→ **About this exercise**
Using the records below, write out the line with "Target: white railing" and each line after it through the final one, exactly, and only those.

[Stored data entries]
-- Opening Marker --

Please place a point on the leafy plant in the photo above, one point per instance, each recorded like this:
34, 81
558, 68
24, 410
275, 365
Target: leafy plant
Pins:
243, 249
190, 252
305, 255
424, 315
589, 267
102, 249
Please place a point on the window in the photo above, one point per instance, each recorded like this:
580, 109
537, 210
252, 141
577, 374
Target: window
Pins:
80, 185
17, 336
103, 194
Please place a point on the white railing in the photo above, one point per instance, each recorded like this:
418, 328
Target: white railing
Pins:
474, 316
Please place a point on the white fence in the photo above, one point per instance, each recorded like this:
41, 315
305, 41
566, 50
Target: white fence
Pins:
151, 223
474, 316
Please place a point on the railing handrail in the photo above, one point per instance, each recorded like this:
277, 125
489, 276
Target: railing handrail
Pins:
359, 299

-- Closing Marker --

→ **Response to the task**
Target: white railing
Pins:
474, 316
Please place a point on the white fence in the photo above, one point per instance, each recorded like this:
41, 315
305, 41
566, 50
Target: white fence
Pins:
151, 223
474, 316
Please place a point on the railing handrail in the photo above, one point per instance, each recorded like this:
277, 125
489, 276
Target: railing handrail
Pins:
359, 299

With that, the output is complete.